◆ **Brief**: Could you output the entries as a two-column CSV with the headers "text" and "answer", one row per entry, starting at the line that has "Tag one point on each instance of the grassy" and running through the end of the entries? Put each entry's text and its answer in one quoted field each, with line breaks replaced by spaces.

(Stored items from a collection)

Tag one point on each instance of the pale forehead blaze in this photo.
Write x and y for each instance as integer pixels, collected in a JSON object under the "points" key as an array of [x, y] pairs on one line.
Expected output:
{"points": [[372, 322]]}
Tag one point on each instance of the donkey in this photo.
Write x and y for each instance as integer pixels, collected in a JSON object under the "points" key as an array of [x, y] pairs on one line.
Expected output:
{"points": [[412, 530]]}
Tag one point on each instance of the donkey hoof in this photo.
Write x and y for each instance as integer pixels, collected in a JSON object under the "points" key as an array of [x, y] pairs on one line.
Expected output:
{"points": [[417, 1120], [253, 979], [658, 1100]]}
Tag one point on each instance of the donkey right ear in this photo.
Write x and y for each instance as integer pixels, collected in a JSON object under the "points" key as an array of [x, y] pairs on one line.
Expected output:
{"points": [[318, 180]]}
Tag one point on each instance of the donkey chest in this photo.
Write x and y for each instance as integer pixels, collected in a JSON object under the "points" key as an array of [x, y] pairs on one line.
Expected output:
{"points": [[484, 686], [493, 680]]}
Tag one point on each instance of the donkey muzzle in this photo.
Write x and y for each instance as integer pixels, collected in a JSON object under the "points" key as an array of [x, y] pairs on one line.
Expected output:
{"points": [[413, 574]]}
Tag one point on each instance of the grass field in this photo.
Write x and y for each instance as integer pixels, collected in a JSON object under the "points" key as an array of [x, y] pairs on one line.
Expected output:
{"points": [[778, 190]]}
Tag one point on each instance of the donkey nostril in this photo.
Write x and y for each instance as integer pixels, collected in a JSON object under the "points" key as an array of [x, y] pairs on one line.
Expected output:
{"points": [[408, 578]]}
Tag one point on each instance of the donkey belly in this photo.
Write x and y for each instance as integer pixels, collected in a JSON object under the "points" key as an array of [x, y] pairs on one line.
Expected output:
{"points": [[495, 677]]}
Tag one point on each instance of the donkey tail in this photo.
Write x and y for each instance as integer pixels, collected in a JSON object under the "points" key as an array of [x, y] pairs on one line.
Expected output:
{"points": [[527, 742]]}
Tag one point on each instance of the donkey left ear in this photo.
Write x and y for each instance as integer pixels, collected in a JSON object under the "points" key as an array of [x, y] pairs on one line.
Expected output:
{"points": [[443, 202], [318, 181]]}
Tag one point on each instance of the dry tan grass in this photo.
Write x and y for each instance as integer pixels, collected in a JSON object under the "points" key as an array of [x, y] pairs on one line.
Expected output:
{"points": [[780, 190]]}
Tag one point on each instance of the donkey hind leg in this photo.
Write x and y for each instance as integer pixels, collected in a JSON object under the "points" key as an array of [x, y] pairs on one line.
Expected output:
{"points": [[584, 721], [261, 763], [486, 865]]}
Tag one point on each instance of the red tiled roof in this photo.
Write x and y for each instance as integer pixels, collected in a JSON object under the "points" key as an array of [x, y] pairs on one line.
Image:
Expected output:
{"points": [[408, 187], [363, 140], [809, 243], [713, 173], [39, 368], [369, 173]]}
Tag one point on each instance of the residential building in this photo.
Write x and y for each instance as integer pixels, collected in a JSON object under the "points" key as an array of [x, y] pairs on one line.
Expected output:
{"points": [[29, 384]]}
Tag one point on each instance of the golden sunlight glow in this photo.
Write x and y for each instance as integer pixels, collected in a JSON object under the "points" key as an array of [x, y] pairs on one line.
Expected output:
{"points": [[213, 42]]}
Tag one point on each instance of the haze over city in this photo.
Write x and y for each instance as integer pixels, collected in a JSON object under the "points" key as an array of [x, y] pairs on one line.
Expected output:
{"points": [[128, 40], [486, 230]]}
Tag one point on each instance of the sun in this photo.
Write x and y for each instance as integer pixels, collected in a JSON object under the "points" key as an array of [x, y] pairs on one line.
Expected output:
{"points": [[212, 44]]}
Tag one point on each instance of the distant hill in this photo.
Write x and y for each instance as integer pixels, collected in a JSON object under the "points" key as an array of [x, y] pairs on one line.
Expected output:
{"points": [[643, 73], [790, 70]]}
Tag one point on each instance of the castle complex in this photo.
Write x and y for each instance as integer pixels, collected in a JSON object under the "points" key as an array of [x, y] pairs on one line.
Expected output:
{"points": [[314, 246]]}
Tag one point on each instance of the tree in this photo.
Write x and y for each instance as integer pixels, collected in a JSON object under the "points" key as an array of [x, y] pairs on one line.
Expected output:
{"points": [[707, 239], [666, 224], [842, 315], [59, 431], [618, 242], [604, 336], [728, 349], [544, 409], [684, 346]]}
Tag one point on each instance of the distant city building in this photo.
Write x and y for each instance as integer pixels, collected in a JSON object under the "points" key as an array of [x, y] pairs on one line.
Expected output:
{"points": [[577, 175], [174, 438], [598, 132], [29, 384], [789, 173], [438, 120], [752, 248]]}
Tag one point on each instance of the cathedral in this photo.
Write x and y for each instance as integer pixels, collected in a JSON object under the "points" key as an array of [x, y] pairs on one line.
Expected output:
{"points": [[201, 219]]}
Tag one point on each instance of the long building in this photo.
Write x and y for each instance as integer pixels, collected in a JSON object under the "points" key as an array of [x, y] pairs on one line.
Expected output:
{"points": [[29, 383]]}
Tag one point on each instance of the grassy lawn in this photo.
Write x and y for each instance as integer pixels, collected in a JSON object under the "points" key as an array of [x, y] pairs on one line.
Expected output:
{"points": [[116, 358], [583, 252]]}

◆ **Result for this exercise**:
text,answer
"Tag one point on each instance of the grassy lawn in this photo. Write x and y for each instance as integer pixels, collected in a JSON object under the ""points"" key as an array of [x, y] pairs on one line. Expected output:","{""points"": [[116, 358], [583, 252]]}"